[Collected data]
____

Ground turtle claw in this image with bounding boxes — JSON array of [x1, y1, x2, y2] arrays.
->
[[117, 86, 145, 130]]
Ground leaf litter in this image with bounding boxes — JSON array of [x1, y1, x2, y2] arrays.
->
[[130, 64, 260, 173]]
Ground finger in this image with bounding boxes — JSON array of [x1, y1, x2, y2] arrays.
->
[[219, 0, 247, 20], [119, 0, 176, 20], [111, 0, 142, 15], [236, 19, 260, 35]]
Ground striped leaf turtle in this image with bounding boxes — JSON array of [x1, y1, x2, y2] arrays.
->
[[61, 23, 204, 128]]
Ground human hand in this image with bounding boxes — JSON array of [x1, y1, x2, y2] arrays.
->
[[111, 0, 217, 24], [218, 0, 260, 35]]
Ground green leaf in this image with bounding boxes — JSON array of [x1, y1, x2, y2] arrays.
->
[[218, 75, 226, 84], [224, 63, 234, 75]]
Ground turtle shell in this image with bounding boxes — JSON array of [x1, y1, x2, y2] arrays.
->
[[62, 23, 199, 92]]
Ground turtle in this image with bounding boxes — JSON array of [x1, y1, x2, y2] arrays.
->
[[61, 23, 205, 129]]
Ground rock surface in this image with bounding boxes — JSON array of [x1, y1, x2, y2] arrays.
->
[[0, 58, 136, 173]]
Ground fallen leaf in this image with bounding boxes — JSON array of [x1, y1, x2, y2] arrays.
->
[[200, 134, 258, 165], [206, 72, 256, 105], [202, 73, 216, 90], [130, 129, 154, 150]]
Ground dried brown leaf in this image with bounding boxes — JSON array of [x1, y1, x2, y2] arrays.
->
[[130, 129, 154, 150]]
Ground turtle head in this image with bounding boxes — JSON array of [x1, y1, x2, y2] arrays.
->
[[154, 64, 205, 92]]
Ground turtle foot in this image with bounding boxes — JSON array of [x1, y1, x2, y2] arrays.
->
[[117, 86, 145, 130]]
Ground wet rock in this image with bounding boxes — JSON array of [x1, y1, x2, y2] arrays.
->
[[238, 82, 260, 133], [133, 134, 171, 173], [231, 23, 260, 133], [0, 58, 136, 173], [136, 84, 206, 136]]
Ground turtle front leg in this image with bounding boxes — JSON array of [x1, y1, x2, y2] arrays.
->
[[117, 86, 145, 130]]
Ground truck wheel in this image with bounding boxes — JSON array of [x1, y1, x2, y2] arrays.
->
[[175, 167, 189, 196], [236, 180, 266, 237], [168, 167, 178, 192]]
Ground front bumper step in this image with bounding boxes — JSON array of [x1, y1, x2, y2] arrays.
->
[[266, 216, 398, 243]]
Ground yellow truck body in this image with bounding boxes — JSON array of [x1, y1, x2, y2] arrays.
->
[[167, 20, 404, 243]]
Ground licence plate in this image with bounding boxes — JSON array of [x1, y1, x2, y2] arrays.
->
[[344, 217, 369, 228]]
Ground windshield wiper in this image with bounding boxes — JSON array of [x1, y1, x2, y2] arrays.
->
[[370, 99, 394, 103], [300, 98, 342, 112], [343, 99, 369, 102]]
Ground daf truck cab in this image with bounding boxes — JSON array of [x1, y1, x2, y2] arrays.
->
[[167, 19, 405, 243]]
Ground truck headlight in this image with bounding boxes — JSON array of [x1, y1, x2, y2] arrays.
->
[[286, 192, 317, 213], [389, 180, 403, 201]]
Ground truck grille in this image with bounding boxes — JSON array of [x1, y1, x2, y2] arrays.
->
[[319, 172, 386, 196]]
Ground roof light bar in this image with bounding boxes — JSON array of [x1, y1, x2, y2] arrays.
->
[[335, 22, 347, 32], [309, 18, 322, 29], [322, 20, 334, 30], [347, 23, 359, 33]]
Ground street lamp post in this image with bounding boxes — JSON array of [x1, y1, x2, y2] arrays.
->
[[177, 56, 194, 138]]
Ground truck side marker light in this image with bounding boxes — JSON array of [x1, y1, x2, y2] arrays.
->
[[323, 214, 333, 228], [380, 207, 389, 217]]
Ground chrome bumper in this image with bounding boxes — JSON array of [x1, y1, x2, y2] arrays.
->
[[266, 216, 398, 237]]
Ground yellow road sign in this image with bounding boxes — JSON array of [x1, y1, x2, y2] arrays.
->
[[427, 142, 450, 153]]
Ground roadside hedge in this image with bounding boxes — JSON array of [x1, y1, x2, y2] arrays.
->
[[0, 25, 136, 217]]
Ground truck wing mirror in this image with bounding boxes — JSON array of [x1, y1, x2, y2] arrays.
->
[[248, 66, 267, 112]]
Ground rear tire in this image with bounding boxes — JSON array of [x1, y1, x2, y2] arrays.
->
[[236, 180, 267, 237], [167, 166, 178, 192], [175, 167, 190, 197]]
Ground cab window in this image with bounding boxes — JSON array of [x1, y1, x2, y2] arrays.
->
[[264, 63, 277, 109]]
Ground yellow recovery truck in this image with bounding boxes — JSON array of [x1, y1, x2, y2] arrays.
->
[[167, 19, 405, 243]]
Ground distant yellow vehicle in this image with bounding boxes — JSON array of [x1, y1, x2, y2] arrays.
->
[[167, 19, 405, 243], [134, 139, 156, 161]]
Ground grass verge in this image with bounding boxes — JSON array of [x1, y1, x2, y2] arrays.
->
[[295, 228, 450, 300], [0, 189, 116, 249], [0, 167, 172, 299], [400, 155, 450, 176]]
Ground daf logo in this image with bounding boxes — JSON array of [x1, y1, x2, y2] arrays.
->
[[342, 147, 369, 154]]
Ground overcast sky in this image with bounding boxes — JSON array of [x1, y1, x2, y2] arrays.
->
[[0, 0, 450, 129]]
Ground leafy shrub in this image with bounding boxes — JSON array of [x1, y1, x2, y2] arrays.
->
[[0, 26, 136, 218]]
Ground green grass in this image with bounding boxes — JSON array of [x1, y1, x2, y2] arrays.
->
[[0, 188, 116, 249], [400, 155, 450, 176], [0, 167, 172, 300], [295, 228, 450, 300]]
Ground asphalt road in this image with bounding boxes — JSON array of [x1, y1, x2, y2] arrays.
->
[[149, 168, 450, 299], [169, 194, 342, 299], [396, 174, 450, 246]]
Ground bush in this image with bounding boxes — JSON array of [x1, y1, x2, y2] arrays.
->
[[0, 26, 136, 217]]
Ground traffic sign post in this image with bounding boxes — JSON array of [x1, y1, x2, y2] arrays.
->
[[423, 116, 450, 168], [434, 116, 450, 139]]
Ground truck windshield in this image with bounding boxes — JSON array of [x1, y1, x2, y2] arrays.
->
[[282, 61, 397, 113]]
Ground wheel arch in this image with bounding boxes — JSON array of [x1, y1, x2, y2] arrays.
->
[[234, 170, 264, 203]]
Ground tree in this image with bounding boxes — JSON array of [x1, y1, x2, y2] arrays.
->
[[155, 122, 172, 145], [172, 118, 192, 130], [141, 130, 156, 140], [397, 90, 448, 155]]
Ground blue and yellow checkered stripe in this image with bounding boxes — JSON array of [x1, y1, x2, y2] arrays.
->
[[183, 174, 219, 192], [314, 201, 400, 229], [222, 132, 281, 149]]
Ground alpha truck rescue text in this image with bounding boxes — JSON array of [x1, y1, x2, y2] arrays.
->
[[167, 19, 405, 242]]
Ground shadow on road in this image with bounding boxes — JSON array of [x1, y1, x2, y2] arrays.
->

____

- _Short exercise_
Turn the lines above into a numbered list, skipping any blank lines.

- _Task output_
1. Ground turtle claw in this image with bounding boxes — JSON array of [x1, y1, x2, y2] arrays.
2. ->
3. [[117, 86, 145, 130]]
4. Ground leaf litter in this image with bounding boxes — JSON array of [x1, y1, x2, y2] arrays.
5. ->
6. [[130, 64, 260, 173]]
7. Ground finger in this image with bounding boxes — JSON array of [x1, y1, x2, y2] arrays.
8. ->
9. [[219, 0, 247, 20], [119, 0, 176, 20], [111, 0, 142, 15], [236, 19, 260, 35]]
10. Ground striped leaf turtle in this image with bounding boxes — JSON array of [x1, y1, x2, y2] arrays.
11. ->
12. [[61, 23, 204, 128]]
13. Ground human hand in this image with bounding boxes — JSON array of [x1, y1, x2, y2] arrays.
14. ->
15. [[111, 0, 217, 24], [218, 0, 260, 35]]
16. Ground green leaf in this image with bounding boxes — JSON array of [x1, y1, x2, y2] arrays.
17. ->
18. [[218, 75, 226, 84], [224, 63, 234, 75]]
19. Ground turtle shell in this image with bounding boxes — JSON array of [x1, y1, x2, y2] arrays.
20. ->
21. [[62, 23, 199, 92]]
22. Ground turtle in this image with bounding boxes — JSON array of [x1, y1, x2, y2] arrays.
23. ->
24. [[61, 23, 205, 129]]
25. Ground rock surface in this image with bounding boxes — JSON array of [x1, y1, x2, y2] arrays.
26. ->
27. [[0, 58, 136, 173]]
28. Ground fallen leaf in this image with bounding boxes — JSON array of [x1, y1, x2, y2] arrays.
29. ->
30. [[200, 134, 258, 165], [206, 72, 256, 105], [202, 73, 216, 90], [130, 129, 154, 150]]
31. Ground dried brown leaf in this image with bounding boxes — JSON array of [x1, y1, x2, y2] arrays.
32. ->
33. [[130, 129, 154, 150]]
34. Ground turtle head in this image with bounding boxes — JSON array of [x1, y1, x2, y2] arrays.
35. ->
36. [[154, 64, 205, 92]]
37. Ground turtle foot in this image with bounding boxes — JSON array of [x1, y1, x2, y2] arrays.
38. ->
39. [[117, 86, 145, 130]]
40. Ground wet rock in this image with bounding boxes — JSON array of [x1, y1, x2, y2] arrays.
41. ->
42. [[238, 82, 260, 133], [133, 134, 171, 173], [231, 23, 260, 133], [0, 58, 136, 173], [136, 84, 206, 136]]
43. Ground turtle front leg in this image with bounding boxes — JSON array of [x1, y1, x2, y2] arrays.
44. ->
45. [[117, 86, 145, 130]]
46. Ground truck wheel in this image with bounding boxes — JSON array of [x1, y1, x2, y2] arrays.
47. ->
48. [[175, 167, 189, 196], [236, 180, 266, 237], [168, 167, 178, 192]]
49. Ground front bumper step in this image with bounding boxes — JSON array of [x1, y1, x2, y2] arrays.
50. ->
51. [[266, 216, 398, 243]]
52. Ground yellow truck body in this image with bounding boxes — JSON array of [x1, y1, x2, y2] arrays.
53. ->
54. [[167, 20, 404, 243]]
55. Ground licence plate in this image with bounding boxes — JSON array of [x1, y1, x2, y2] arrays.
56. ->
57. [[344, 217, 369, 228]]
58. Ground windshield wiper in this image with bounding boxes — JSON array of [x1, y1, x2, y2] arrays.
59. ->
60. [[370, 99, 394, 103], [300, 98, 342, 112], [343, 99, 369, 102]]
61. Ground daf truck cab in this image with bounding boxes — JSON array of [x1, y1, x2, y2] arrays.
62. ->
63. [[167, 19, 405, 243]]
64. Ground truck headlight in this image with bounding boxes — JSON array of [x1, y1, x2, y2] arrays.
65. ->
66. [[286, 192, 317, 213], [389, 180, 403, 201]]
67. Ground truck grille in this image with bounding boxes — JSON array of [x1, y1, x2, y2] arrays.
68. ->
69. [[319, 172, 386, 196]]
70. Ground roof light bar in this image with bounding boxes — JSON array of [x1, y1, x2, y2] arrays.
71. ->
72. [[335, 22, 347, 32], [309, 18, 322, 29], [322, 20, 334, 30], [347, 23, 359, 33]]
73. Ground street lamp post in this image with bounding boxes — JSON array of [x1, y1, x2, y2] arrays.
74. ->
75. [[177, 56, 194, 138]]
76. Ground truck side marker light in this image with bounding boxes — JSON array of [x1, y1, x2, y2] arrays.
77. ->
78. [[323, 214, 333, 228], [380, 207, 389, 217]]
79. Ground chrome bumper in this image with bounding boxes — JSON array of [x1, y1, x2, y2] arrays.
80. ->
81. [[266, 216, 398, 237]]
82. Ground yellow road sign in this image with bounding boxes — JSON array of [x1, y1, x2, y2] arrays.
83. ->
84. [[427, 142, 450, 153]]
85. Ground roadside hedge in this image with bounding boxes — JSON array of [x1, y1, x2, y2] arrays.
86. ->
87. [[0, 25, 136, 217]]
88. Ground truck wing mirror in this image with bounding boxes — JSON array of [x1, y1, x2, y2] arrays.
89. ->
90. [[248, 66, 267, 112]]
91. Ground rear tire in this image with bounding boxes — JSON array of [x1, y1, x2, y2] arrays.
92. ->
93. [[236, 180, 267, 237], [167, 166, 178, 192], [175, 167, 190, 197]]
94. Ground cab window in this image with bounding boxes — JSON array of [x1, y1, x2, y2] arrays.
95. ->
96. [[264, 63, 277, 109]]
97. Ground yellow recovery truck in this image with bounding boxes — JSON array of [x1, y1, x2, y2] arrays.
98. ->
99. [[167, 19, 405, 243]]
100. Ground distant yellow vehicle in this image with bounding boxes — JSON array of [x1, y1, x2, y2] arrays.
101. ->
102. [[167, 19, 405, 243], [134, 139, 156, 161]]
103. Ground grass verge in this image with bounding boxes — JSON array of [x1, y1, x2, y2] arrays.
104. ->
105. [[295, 228, 450, 300], [0, 189, 116, 249], [0, 167, 172, 299], [400, 155, 450, 176]]
106. Ground daf logo in this image with bounding boxes — JSON array of [x1, y1, x2, y2] arrays.
107. ->
108. [[342, 147, 369, 154]]
109. Ground overcast sky in this image with bounding boxes — JSON array of [x1, y1, x2, y2] arrays.
110. ->
111. [[0, 0, 450, 129]]
112. Ground leafy shrub in this image with bounding boxes — JSON array of [x1, y1, x2, y2] arrays.
113. ->
114. [[0, 26, 136, 218]]
115. Ground green grass in this image with bounding boxes — JSON array of [x1, y1, x2, y2] arrays.
116. ->
117. [[0, 188, 116, 249], [400, 155, 450, 176], [0, 167, 172, 300], [295, 228, 450, 300]]
118. Ground asphalt road in this image with bounding boxes — JSON array of [x1, y1, x2, y2] arrays.
119. ->
120. [[149, 168, 450, 299], [169, 194, 342, 299], [396, 174, 450, 246]]
121. Ground bush in this image with bounding boxes — JSON array of [x1, y1, x2, y2] arrays.
122. ->
123. [[0, 26, 136, 217]]
124. Ground traffic sign post in this image with bounding boxes — JSON array of [x1, y1, x2, y2] arrays.
125. ->
126. [[423, 116, 450, 168], [434, 116, 450, 139]]
127. Ground truck windshield in this image with bounding boxes — JSON array of [x1, y1, x2, y2] arrays.
128. ->
129. [[282, 61, 397, 113]]
130. Ground wheel arch in this image with bounding boxes — JSON array of [x1, y1, x2, y2] arrays.
131. ->
132. [[234, 170, 264, 203]]
133. Ground tree in this image with bounding boxes — JSON array of [x1, y1, x2, y2] arrays.
134. ->
135. [[155, 122, 172, 145], [172, 118, 192, 130], [141, 130, 156, 140], [397, 90, 448, 155]]
136. Ground blue and yellow checkered stripe in this image with bounding boxes — JSON array of [x1, y1, x2, y2] arrays.
137. ->
138. [[183, 174, 219, 192], [314, 201, 400, 229], [222, 132, 281, 149]]
139. Ground alpha truck rescue text in this image with bounding boxes — JSON array of [x1, y1, x2, y2] arrays.
140. ->
141. [[167, 19, 405, 242]]
142. Ground shadow on road in this image with bounding boxes — JSON array of [x1, y1, x2, y2] arrays.
143. ->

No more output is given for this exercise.